Each entry below should be written out exactly as it is, with no pictures.
*** DATA ROWS ***
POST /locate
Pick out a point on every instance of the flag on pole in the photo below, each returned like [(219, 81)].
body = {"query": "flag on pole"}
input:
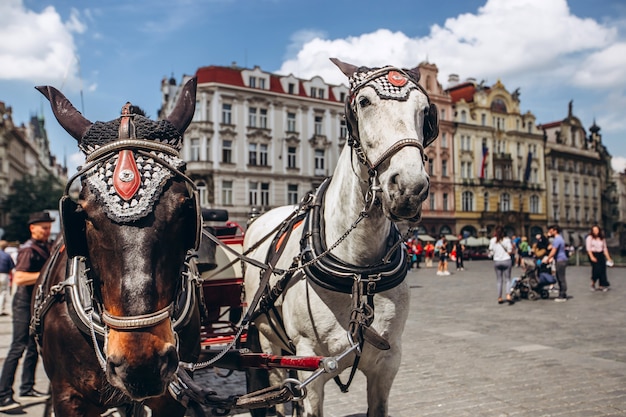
[(528, 162), (483, 164)]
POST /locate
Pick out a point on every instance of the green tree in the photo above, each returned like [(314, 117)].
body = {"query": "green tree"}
[(29, 195)]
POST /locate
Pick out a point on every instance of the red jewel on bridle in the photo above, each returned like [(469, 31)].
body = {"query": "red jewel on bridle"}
[(397, 79)]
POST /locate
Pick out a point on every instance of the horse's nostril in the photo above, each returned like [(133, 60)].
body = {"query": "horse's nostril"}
[(170, 362)]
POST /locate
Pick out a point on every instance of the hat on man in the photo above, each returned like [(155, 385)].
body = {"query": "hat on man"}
[(40, 217)]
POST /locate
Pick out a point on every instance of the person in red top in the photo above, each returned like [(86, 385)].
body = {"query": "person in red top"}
[(429, 253), (599, 256)]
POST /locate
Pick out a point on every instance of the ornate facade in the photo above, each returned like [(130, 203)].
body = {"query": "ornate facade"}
[(259, 140), (575, 177), (438, 211), (499, 158), (24, 150)]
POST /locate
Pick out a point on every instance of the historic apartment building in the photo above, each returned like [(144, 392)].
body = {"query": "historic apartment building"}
[(577, 178), (499, 162), (438, 211), (24, 150), (259, 140)]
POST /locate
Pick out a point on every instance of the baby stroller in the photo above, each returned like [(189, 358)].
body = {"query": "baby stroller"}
[(534, 282)]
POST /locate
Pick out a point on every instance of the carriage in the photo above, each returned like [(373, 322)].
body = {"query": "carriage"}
[(312, 289)]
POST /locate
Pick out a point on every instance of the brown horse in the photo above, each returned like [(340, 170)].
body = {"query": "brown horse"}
[(113, 312)]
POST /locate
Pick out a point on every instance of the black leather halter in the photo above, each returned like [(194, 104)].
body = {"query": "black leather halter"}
[(332, 273)]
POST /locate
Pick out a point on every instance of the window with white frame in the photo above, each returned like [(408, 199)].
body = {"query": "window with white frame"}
[(194, 149), (318, 125), (505, 202), (467, 201), (263, 154), (227, 193), (534, 204), (319, 162), (263, 118), (292, 194), (265, 194), (291, 157), (197, 115), (252, 154), (227, 115), (227, 151), (343, 129), (252, 113), (253, 193), (202, 194), (291, 122)]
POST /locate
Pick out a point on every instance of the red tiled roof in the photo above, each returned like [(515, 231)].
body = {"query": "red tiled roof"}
[(232, 76), (226, 75), (462, 91), (549, 125)]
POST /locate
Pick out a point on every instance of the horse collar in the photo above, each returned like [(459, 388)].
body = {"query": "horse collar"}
[(334, 274)]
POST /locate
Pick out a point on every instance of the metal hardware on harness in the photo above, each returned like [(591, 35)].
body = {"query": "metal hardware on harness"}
[(137, 322)]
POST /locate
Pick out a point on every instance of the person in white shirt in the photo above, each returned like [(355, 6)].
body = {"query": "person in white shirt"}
[(500, 247)]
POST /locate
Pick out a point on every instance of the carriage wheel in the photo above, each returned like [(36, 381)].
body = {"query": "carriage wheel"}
[(194, 410), (256, 378)]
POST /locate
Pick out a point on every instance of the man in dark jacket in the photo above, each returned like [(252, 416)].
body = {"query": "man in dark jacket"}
[(30, 259)]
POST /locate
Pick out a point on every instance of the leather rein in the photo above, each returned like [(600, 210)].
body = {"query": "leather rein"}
[(86, 309)]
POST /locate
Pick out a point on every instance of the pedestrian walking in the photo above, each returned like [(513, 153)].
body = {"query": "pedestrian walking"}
[(442, 267), (6, 268), (559, 255), (429, 254), (30, 259), (599, 256), (459, 248), (500, 247)]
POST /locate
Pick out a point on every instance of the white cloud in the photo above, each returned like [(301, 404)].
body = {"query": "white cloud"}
[(42, 47), (618, 163), (503, 39)]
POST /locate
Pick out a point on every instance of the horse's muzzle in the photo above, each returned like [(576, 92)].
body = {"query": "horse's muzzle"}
[(140, 376)]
***
### EXERCISE ANSWER
POST /locate
Pick out a point on every instance of the flag on pole in the photo below, each returned like [(219, 81)].
body = {"query": "flag on pole"}
input:
[(528, 162), (483, 164)]
POST /locate
Pick out a point on every instance of the green tree in the photo above, each returned like [(314, 117)].
body = {"query": "green tree"}
[(29, 195)]
POST /locate
Pick out a point on every instance of the red jewel on bridle in the photo above, each returned like [(469, 31)].
body = {"query": "red jewel on bridle"}
[(397, 79)]
POST /locate
Pick out a point on every instance of the horse's nostril in the photo above, each returned like [(133, 60)].
body = {"query": "horse's nostril"}
[(170, 362)]
POST /locate
Pick out a point on every instance of the hat on man in the photo above, each returned like [(155, 385)].
body = {"query": "hat on man"}
[(40, 217)]
POST /locate
Pick out a point on every instance of the person in red top in the photo above, each returned like [(86, 385)].
body = {"query": "person in red top"}
[(429, 253), (599, 256)]
POST /locate
Pick out a point on every instance of the ornate facade in the photo above, each returned like [(130, 203)].
body = {"query": "ornate facade"}
[(259, 140), (575, 177), (438, 211), (499, 158), (24, 150)]
POST /locate
Pick out a point on every instance of the historic apartment building in the photo above, each returned like [(144, 392)].
body = {"query": "historic apartment building"}
[(577, 178), (499, 162), (438, 211), (24, 150), (259, 140)]
POST /locate
Pick out a point on every instance of the baby stroller in the photo above, each returned like [(189, 358)].
body = {"query": "baby stroller"}
[(534, 282)]
POST /locate
Pick out a point on every instance of the carriage in the photo above, each returned like [(373, 322)].
body = {"query": "carriage"}
[(312, 289)]
POST /locate
Pick out a point on every instance of the brown horse in the photo above, each returned like [(340, 170)].
body = {"query": "brown horse"}
[(113, 312)]
POST /locate
Pick out a point on every instance of the black leather halter in the photo above, each returned like [(194, 104)].
body = {"query": "black leather halter"}
[(332, 273)]
POST /locate
Pick out a point on every instance of the window with white frame in the photo above, each returned like [(408, 199)].
body = {"query": "window with white frame"}
[(194, 149), (318, 125), (505, 202), (467, 201), (263, 154), (227, 193), (534, 204), (319, 162), (263, 118), (292, 194), (265, 194), (291, 157), (197, 115), (252, 154), (227, 115), (227, 151), (343, 129), (252, 113), (253, 193), (202, 194), (291, 122)]
POST /locate
Pick out a point on every instance of the red tiled roof in the photo above, each returned like [(515, 231)].
body = {"query": "red tiled roof"}
[(232, 76), (226, 75), (462, 91), (549, 125)]
POST /locate
Pick out a point on every instance of the horse collar in the photo above, each returned like [(459, 388)].
body = {"query": "horse collar"}
[(334, 274)]
POST /locate
Pick out a point on every instance of the metal hardware on harness in the photo above, each returned like [(591, 35)].
body = {"query": "metal hardware on harness"}
[(137, 322)]
POST /locate
Pick out a point on every instance of the person in white shirt in the photo above, each returned like [(355, 6)].
body = {"query": "person in white shirt"}
[(500, 247)]
POST /locate
Pick out a point on every instance of the carriage wheel in the photo above, each returned like [(36, 381)].
body = {"query": "carriage wheel"}
[(194, 410), (256, 378)]
POST /locate
Pick out a point on every instance of the man in dark jacket in the photo above, each returned like [(252, 416)].
body = {"query": "man in dark jacket"}
[(30, 259)]
POST /locate
Pick out a point on every instance of the leather rein in the photo above, each returned like [(600, 210)].
body = {"query": "leather rein"}
[(86, 309)]
POST /locate
Pick out a point on every instance of the pedestrian walking in the photo above, each returned like [(513, 153)].
body = {"query": "pedestrian walking"}
[(442, 267), (6, 268), (559, 255), (429, 254), (30, 259), (599, 256), (459, 248), (500, 247)]
POST /locate
Pick out a point on every instance of the white cloud in the photo above, each returned like [(301, 404)].
body = {"query": "white cloud"}
[(42, 47), (618, 163), (503, 39)]
POST /locate
Pick out a point on every instance of the horse's muzzle in the photo above, each returned like [(576, 92)].
body = {"query": "horse's muzzle"}
[(140, 376)]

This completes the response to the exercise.